Given exercise: Write out the whole listing exactly as it stands.
START
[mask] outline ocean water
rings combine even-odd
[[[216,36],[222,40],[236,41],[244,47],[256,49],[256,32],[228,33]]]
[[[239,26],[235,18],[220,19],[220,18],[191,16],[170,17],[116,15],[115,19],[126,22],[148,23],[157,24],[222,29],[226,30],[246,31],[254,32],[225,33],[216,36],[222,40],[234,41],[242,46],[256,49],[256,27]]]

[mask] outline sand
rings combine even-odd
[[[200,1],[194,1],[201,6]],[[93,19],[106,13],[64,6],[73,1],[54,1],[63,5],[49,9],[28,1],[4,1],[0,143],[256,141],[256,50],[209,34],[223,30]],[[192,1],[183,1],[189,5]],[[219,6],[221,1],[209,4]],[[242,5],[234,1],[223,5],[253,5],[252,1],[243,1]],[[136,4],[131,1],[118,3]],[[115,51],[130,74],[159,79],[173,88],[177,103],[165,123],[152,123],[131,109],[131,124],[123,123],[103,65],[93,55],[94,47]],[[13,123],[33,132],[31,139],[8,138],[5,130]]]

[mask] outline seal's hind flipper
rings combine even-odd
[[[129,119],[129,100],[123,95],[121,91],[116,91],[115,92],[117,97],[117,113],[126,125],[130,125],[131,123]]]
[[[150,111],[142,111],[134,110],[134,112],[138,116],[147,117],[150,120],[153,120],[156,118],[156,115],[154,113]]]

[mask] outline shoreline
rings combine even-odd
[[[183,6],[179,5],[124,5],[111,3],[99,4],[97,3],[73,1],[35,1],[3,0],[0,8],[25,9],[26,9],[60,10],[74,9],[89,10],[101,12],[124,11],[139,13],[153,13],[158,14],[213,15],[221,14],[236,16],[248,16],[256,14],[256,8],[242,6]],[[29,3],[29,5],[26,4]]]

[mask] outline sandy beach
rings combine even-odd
END
Right answer:
[mask] outline ocean water
rings combine even-odd
[[[216,36],[222,40],[236,41],[244,47],[256,49],[256,32],[228,33]]]
[[[239,26],[235,18],[220,19],[220,18],[191,16],[170,17],[116,15],[115,19],[126,22],[148,23],[157,24],[222,29],[226,30],[246,31],[254,32],[225,33],[216,36],[222,40],[234,41],[242,46],[256,49],[256,27]]]

[mask] outline sand
rings combine even-odd
[[[200,1],[194,1],[201,6]],[[93,19],[106,13],[64,6],[73,1],[54,1],[63,5],[49,9],[28,1],[4,1],[0,143],[256,141],[256,50],[209,34],[223,30]],[[192,1],[183,1],[189,5]],[[219,6],[221,1],[209,4]],[[242,5],[234,1],[223,5],[253,5],[252,1],[243,1]],[[136,4],[131,1],[118,3]],[[115,51],[130,74],[159,79],[173,88],[177,103],[165,123],[152,123],[131,109],[131,124],[123,123],[103,65],[93,55],[94,47]],[[13,123],[33,132],[31,139],[8,138],[5,130]]]

[mask] outline seal's hind flipper
rings combine even-odd
[[[129,119],[129,100],[123,95],[121,91],[116,91],[115,92],[117,97],[117,113],[126,125],[130,125],[131,123]]]
[[[150,111],[142,111],[134,110],[134,112],[138,116],[147,117],[150,120],[153,120],[156,118],[156,115],[154,113]]]

[mask] outline shoreline
rings combine even-odd
[[[183,6],[179,5],[124,5],[111,3],[99,4],[97,3],[73,1],[35,1],[3,0],[0,8],[25,9],[26,9],[60,10],[74,9],[89,10],[101,12],[124,11],[139,13],[153,13],[158,14],[213,15],[221,14],[236,16],[248,16],[256,14],[256,8],[242,6]],[[29,3],[29,5],[26,4]]]

[mask] outline sandy beach
rings combine even-odd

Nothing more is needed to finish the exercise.